> REQUIREMENTS: Without the pictures, write out all the lines below exactly as they appear.

> STORED DATA:
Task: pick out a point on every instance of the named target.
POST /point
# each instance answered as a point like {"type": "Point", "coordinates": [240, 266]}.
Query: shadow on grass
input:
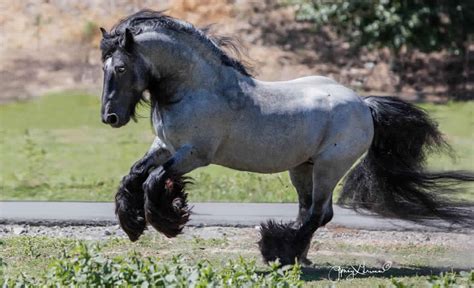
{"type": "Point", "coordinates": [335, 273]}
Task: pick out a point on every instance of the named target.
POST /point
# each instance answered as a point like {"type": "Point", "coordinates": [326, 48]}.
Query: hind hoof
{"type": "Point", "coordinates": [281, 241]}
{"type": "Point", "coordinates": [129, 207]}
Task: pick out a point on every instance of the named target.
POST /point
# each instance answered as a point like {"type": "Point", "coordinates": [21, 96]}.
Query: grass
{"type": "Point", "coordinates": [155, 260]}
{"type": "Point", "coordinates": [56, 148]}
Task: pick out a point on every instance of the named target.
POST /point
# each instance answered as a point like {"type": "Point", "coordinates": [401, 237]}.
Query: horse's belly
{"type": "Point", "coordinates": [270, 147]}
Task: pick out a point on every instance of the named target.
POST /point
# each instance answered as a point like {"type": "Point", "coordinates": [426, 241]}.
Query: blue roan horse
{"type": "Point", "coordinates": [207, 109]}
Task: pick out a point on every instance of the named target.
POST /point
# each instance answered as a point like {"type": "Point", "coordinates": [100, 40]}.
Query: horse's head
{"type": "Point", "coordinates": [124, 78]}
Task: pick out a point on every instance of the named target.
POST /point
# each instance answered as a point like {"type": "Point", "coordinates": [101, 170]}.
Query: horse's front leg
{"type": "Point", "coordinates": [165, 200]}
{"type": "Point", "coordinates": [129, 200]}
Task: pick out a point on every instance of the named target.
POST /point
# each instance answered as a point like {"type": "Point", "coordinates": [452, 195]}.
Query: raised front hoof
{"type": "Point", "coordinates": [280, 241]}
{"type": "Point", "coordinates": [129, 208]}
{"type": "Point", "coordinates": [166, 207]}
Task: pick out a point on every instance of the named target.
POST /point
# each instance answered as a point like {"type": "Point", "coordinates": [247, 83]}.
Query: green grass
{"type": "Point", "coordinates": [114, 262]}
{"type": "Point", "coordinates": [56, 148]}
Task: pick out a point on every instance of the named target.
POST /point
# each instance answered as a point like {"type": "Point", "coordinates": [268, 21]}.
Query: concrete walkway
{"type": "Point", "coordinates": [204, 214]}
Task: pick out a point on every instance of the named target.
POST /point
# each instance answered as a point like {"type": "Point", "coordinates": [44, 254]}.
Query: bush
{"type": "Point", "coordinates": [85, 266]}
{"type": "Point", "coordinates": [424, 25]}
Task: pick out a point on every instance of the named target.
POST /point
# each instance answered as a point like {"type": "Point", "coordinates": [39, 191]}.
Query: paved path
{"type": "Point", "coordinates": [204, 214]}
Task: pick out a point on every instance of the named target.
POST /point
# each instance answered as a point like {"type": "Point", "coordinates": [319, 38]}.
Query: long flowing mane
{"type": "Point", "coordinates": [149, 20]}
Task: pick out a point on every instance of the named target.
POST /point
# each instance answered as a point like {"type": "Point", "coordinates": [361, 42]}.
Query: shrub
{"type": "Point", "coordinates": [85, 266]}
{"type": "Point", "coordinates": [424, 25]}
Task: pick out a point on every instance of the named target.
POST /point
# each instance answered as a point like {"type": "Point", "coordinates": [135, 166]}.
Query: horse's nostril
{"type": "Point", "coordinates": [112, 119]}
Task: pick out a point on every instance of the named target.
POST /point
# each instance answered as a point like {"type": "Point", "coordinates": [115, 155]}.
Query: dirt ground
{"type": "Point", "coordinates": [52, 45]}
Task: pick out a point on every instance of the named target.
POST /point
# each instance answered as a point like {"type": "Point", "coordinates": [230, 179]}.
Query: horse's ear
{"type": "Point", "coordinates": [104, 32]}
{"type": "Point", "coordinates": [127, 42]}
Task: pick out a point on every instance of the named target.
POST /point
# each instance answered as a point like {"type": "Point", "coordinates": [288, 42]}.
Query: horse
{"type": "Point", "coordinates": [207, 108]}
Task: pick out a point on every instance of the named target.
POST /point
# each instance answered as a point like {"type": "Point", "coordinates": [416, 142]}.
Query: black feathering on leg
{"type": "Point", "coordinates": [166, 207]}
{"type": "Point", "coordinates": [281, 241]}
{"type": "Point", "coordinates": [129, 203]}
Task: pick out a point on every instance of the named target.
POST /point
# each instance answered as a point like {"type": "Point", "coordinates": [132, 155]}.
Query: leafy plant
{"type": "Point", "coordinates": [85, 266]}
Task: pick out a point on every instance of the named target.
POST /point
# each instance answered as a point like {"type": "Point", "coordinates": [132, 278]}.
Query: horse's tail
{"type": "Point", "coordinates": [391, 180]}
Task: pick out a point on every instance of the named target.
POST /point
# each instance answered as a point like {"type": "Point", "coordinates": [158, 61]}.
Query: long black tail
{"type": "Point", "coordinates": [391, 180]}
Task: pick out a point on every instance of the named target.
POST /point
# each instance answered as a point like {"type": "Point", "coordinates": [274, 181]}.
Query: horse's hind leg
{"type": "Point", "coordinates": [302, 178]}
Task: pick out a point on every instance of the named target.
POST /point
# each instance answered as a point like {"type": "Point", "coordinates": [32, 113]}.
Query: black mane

> REPLY:
Task: pick out a point on every instance of the named target.
POST /point
# each instance answered as a point like {"type": "Point", "coordinates": [240, 266]}.
Query: shadow on grass
input:
{"type": "Point", "coordinates": [335, 273]}
Task: pick out a point on every instance of the named target.
POST /point
# each instance answered as a point like {"type": "Point", "coordinates": [326, 48]}.
Query: hind hoof
{"type": "Point", "coordinates": [281, 241]}
{"type": "Point", "coordinates": [129, 207]}
Task: pick out a point on every instance of the named target.
POST /point
# each instance answered as a point like {"type": "Point", "coordinates": [21, 96]}.
Query: grass
{"type": "Point", "coordinates": [155, 260]}
{"type": "Point", "coordinates": [56, 148]}
Task: pick out a point on every instance of the named target.
POST /point
# each instance answered as a point like {"type": "Point", "coordinates": [401, 237]}.
Query: horse's belly
{"type": "Point", "coordinates": [270, 147]}
Task: pick out a point on every instance of the named target.
POST /point
# each instance answered as a point like {"type": "Point", "coordinates": [426, 241]}.
Query: blue roan horse
{"type": "Point", "coordinates": [207, 109]}
Task: pick out a point on every instance of the named target.
POST /point
# each instance answered as a point like {"type": "Point", "coordinates": [100, 40]}.
Query: horse's head
{"type": "Point", "coordinates": [124, 78]}
Task: pick out a point on every instance of the named target.
POST /point
# each instance answered as a point like {"type": "Point", "coordinates": [101, 170]}.
Query: horse's front leg
{"type": "Point", "coordinates": [165, 200]}
{"type": "Point", "coordinates": [129, 200]}
Task: pick out a point on every instance of the named target.
POST /point
# each instance answered as a point like {"type": "Point", "coordinates": [452, 195]}.
Query: raised front hoof
{"type": "Point", "coordinates": [280, 241]}
{"type": "Point", "coordinates": [129, 208]}
{"type": "Point", "coordinates": [166, 207]}
Task: pick out a point on every instance of the named target.
POST /point
# each instance answered as a point like {"type": "Point", "coordinates": [247, 83]}.
Query: green grass
{"type": "Point", "coordinates": [114, 262]}
{"type": "Point", "coordinates": [56, 148]}
Task: pick out a point on every instance of the named target.
POST /point
# each instance answered as a point like {"type": "Point", "coordinates": [268, 21]}.
Query: concrete walkway
{"type": "Point", "coordinates": [204, 214]}
Task: pick out a point on every instance of the named target.
POST /point
# each instance answered as a point like {"type": "Point", "coordinates": [44, 254]}.
Query: bush
{"type": "Point", "coordinates": [85, 266]}
{"type": "Point", "coordinates": [424, 25]}
Task: pick out a point on every instance of the named target.
POST /point
# each instance answered as a point like {"type": "Point", "coordinates": [39, 191]}.
Query: paved path
{"type": "Point", "coordinates": [204, 214]}
Task: pick out a point on every instance of the named target.
POST /point
# each instance answered as a point like {"type": "Point", "coordinates": [319, 38]}.
Query: long flowing mane
{"type": "Point", "coordinates": [149, 20]}
Task: pick out a point on every instance of the named target.
POST /point
# each instance answered as a point like {"type": "Point", "coordinates": [361, 42]}.
Query: shrub
{"type": "Point", "coordinates": [85, 266]}
{"type": "Point", "coordinates": [424, 25]}
Task: pick out a point on every instance of the named target.
POST /point
# each instance answered as a point like {"type": "Point", "coordinates": [135, 166]}.
Query: horse's nostril
{"type": "Point", "coordinates": [112, 119]}
Task: pick out a point on every instance of the named target.
POST /point
# each instance answered as a point like {"type": "Point", "coordinates": [115, 155]}.
Query: dirt ground
{"type": "Point", "coordinates": [52, 45]}
Task: pick out a point on every instance of the named target.
POST /point
# each instance answered as a point like {"type": "Point", "coordinates": [230, 179]}.
Query: horse's ear
{"type": "Point", "coordinates": [104, 32]}
{"type": "Point", "coordinates": [127, 42]}
Task: pick out a point on every instance of the named target.
POST /point
# each instance answered as a point like {"type": "Point", "coordinates": [288, 42]}.
Query: horse
{"type": "Point", "coordinates": [207, 108]}
Task: pick out a point on every instance of the named target.
POST /point
# each instance answered as a point like {"type": "Point", "coordinates": [416, 142]}.
Query: black feathering on leg
{"type": "Point", "coordinates": [166, 207]}
{"type": "Point", "coordinates": [281, 241]}
{"type": "Point", "coordinates": [129, 203]}
Task: pick out a point on every instance of the named target.
POST /point
# each instance answered as a point like {"type": "Point", "coordinates": [132, 155]}.
Query: leafy plant
{"type": "Point", "coordinates": [85, 266]}
Task: pick out a point on every instance of the named target.
POST /point
# each instance answered as a point like {"type": "Point", "coordinates": [132, 278]}.
Query: horse's tail
{"type": "Point", "coordinates": [391, 180]}
Task: pick out a point on every instance of the named target.
POST /point
# each instance answered as a point like {"type": "Point", "coordinates": [158, 61]}.
Query: long black tail
{"type": "Point", "coordinates": [391, 180]}
Task: pick out a point on every instance of the named target.
POST /point
# each instance answered as a point like {"type": "Point", "coordinates": [274, 181]}.
Query: horse's hind leg
{"type": "Point", "coordinates": [302, 178]}
Task: pick out a point on every instance of the named target.
POST /point
# each instance answered as a point like {"type": "Point", "coordinates": [32, 113]}.
Query: black mane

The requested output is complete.